▸ **À faire**: Recopiez sans rien changer le passage du texte sur la fontaine de la Délivrance qui commence à « Plomeur, fontaine de » et se termine à « nous faire trépasser. ».
+++ Bloc de texte +++
Plomeur, fontaine de la Délivrance

Plomeur
fontaine de la Délivrance


Les mères interrogent sur les chances de survie de leurs bébés, les femmes de marin sur le sort de leur mari en mer, les familles de moribonds sur l'issue de la maladie de leur parent, enfin tout un chacun sur la durée de sa propre vie.
Les fontaines qui répondent à ces questions angoissantes sont dédiées à d'assez nombreux saints différents, mais l'un d'entre eux se distingue par son caractère particulièrement dramatique.
C'est saint Diboan, le saint qui délivre de toute peine. Saint Diboan est un saint breton qui n'a pas eu la reconnaissance de Rome mais qui n'en a pas moins une vingtaine de lieux de culte en Bretagne et plusieurs fontaines. Son hagiographie est un exemple de légende populaire mais son importance vient de son association étroite avec la mort. Saint Diboan peut nous sauver ou nous faire trépasser.
On lui demande en effet à tous ses sanctuaires de hâter le sort des malades gravement atteints : s'ils doivent guérir, qu'ils guérissent rapidement, mais s'ils doivent mourir qu'ils meurent rapidement. Saint Diboan est le saint de la fin des souffrances.
+++ Matériel présenté +++
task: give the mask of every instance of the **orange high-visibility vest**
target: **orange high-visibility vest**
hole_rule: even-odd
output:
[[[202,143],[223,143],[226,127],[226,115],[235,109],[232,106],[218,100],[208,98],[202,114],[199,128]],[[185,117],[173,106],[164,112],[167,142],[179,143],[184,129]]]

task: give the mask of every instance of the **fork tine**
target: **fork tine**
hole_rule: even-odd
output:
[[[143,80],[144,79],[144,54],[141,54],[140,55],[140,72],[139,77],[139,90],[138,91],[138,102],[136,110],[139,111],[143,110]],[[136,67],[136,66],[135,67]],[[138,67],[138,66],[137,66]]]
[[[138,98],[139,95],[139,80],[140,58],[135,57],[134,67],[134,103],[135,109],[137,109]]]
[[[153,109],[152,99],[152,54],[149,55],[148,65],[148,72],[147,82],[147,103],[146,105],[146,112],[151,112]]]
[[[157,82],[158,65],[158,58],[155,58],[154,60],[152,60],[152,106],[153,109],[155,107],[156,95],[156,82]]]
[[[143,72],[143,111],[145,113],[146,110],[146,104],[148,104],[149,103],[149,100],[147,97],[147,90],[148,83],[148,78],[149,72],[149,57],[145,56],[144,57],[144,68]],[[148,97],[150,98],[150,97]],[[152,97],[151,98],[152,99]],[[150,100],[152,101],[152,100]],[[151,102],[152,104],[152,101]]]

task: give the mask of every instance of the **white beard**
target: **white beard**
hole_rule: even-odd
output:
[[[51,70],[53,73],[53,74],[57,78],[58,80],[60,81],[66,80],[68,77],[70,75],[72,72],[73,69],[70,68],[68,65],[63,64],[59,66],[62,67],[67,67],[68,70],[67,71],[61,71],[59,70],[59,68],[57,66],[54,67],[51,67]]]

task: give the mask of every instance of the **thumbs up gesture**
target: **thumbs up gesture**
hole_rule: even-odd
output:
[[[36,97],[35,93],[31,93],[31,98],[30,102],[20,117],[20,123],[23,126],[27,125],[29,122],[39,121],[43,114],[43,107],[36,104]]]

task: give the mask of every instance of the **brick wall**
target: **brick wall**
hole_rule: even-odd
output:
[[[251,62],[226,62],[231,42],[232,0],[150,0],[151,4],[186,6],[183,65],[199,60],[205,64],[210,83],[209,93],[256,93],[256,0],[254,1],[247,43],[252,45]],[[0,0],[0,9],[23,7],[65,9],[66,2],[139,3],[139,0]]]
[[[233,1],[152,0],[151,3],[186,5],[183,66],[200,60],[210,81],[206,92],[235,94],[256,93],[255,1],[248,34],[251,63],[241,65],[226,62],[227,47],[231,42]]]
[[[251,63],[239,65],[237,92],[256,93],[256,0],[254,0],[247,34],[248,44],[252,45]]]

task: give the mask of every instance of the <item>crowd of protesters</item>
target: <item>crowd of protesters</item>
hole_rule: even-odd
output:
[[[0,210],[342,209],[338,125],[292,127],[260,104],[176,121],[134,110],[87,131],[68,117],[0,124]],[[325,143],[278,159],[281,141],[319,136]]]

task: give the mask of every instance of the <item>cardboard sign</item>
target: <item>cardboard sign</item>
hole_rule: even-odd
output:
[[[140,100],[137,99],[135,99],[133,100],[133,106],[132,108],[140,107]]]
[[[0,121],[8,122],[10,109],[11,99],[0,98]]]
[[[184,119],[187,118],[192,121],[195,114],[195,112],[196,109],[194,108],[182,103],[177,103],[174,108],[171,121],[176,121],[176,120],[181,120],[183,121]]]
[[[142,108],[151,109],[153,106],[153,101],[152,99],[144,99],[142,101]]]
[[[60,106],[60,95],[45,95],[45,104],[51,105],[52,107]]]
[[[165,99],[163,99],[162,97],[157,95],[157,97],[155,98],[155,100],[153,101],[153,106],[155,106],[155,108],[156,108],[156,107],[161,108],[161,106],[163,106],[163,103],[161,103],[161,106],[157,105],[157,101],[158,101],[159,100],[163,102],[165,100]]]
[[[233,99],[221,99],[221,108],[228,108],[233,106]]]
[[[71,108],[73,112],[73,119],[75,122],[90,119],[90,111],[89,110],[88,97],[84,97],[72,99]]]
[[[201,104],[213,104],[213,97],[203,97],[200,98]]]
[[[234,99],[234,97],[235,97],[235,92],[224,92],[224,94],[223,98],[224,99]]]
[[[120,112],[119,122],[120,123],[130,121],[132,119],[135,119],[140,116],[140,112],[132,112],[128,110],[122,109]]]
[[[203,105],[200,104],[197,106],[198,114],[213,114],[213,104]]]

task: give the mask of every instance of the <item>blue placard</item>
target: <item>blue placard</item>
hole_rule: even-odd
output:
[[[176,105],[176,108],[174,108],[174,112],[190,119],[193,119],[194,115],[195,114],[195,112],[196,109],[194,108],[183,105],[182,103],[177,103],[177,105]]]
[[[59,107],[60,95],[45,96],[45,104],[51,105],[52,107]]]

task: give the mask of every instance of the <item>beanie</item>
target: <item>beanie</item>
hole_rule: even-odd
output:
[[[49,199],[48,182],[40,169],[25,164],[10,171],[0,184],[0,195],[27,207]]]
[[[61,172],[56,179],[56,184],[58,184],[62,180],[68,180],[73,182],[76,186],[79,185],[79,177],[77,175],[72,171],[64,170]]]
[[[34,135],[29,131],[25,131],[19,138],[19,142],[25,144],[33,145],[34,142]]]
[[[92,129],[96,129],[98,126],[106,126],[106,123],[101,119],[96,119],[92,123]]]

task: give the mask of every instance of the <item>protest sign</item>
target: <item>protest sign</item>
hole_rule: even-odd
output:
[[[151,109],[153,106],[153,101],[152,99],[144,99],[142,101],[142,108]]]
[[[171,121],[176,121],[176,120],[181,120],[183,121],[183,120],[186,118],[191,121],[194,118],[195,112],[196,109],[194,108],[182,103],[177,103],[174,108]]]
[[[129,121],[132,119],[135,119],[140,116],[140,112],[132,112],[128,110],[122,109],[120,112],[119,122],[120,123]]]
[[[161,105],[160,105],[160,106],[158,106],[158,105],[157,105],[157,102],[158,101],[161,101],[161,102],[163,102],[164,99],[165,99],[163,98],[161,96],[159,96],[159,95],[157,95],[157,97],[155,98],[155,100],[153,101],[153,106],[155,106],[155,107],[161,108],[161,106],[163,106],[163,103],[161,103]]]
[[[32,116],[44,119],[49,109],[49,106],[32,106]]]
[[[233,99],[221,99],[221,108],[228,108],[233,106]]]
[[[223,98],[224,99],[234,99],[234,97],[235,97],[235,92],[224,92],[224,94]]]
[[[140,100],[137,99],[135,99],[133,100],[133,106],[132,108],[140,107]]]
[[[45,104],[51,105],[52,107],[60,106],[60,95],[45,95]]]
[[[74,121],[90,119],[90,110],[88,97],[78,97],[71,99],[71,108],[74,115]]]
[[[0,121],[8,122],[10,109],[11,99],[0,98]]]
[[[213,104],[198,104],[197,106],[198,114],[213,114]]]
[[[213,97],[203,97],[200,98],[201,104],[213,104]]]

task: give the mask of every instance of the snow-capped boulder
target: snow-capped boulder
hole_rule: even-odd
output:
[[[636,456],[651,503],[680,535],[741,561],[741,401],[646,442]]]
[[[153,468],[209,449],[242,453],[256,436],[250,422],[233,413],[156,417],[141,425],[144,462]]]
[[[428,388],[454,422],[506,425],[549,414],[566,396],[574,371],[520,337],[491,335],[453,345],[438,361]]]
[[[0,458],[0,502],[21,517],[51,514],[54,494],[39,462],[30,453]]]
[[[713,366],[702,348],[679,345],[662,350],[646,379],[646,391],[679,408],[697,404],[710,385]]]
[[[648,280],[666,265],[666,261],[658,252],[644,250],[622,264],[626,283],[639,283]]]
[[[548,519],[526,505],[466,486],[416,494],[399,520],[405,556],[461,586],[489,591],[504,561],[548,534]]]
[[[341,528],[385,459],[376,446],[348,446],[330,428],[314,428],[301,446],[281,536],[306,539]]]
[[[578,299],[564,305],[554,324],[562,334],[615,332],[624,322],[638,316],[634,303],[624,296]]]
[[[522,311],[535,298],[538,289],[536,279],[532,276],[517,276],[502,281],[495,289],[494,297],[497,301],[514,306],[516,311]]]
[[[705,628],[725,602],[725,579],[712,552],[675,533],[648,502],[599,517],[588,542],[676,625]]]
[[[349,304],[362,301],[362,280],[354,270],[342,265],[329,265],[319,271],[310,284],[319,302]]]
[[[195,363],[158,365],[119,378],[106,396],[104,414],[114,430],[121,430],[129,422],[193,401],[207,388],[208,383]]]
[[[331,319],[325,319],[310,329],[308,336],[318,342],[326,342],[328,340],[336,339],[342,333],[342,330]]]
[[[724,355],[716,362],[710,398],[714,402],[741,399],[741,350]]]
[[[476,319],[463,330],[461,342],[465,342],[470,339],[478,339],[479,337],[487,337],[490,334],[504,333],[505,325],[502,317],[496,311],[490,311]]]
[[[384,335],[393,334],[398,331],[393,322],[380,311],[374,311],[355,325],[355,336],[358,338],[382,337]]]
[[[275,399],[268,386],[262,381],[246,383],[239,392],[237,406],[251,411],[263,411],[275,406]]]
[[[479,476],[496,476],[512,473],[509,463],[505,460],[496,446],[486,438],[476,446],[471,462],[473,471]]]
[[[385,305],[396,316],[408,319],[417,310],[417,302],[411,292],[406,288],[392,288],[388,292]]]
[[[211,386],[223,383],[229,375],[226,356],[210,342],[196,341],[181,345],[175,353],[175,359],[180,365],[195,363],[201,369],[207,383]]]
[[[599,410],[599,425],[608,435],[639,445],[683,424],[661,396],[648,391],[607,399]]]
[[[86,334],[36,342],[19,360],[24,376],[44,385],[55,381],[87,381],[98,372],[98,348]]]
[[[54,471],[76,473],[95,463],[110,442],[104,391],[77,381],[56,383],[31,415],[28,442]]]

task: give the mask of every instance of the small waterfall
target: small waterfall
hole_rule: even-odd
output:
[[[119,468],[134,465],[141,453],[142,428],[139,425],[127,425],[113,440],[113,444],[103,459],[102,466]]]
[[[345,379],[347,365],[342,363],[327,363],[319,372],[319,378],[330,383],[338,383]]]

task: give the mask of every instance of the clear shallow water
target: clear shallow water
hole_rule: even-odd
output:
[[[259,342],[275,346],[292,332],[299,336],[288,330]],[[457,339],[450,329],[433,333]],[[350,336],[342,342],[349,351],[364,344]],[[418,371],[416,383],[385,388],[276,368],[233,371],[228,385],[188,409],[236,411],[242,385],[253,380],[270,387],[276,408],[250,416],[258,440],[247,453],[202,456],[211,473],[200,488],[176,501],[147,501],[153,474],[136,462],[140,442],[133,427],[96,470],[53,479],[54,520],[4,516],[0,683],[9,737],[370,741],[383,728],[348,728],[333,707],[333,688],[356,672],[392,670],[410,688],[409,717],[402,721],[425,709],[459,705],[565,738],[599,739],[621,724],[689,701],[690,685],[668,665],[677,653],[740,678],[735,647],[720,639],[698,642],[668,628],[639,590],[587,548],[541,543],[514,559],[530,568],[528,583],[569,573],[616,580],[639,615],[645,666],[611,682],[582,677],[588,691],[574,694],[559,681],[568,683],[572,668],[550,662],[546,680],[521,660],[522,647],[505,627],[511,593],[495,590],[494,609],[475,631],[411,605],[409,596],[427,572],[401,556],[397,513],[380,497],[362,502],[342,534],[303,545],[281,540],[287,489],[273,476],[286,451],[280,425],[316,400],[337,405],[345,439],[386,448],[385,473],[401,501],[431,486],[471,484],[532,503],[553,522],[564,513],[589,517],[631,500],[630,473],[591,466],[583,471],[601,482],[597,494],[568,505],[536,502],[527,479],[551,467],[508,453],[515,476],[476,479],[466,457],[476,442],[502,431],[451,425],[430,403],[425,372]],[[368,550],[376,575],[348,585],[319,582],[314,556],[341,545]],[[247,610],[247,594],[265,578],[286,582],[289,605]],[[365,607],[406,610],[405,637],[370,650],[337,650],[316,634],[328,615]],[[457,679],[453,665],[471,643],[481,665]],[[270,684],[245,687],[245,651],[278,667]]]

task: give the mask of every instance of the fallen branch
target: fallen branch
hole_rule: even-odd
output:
+++
▸ **Réponse à l'exercice**:
Plomeur, fontaine de la Délivrance

Plomeur
fontaine de la Délivrance


Les mères interrogent sur les chances de survie de leurs bébés, les femmes de marin sur le sort de leur mari en mer, les familles de moribonds sur l'issue de la maladie de leur parent, enfin tout un chacun sur la durée de sa propre vie.
Les fontaines qui répondent à ces questions angoissantes sont dédiées à d'assez nombreux saints différents, mais l'un d'entre eux se distingue par son caractère particulièrement dramatique.
C'est saint Diboan, le saint qui délivre de toute peine. Saint Diboan est un saint breton qui n'a pas eu la reconnaissance de Rome mais qui n'en a pas moins une vingtaine de lieux de culte en Bretagne et plusieurs fontaines. Son hagiographie est un exemple de légende populaire mais son importance vient de son association étroite avec la mort. Saint Diboan peut nous sauver ou nous faire trépasser.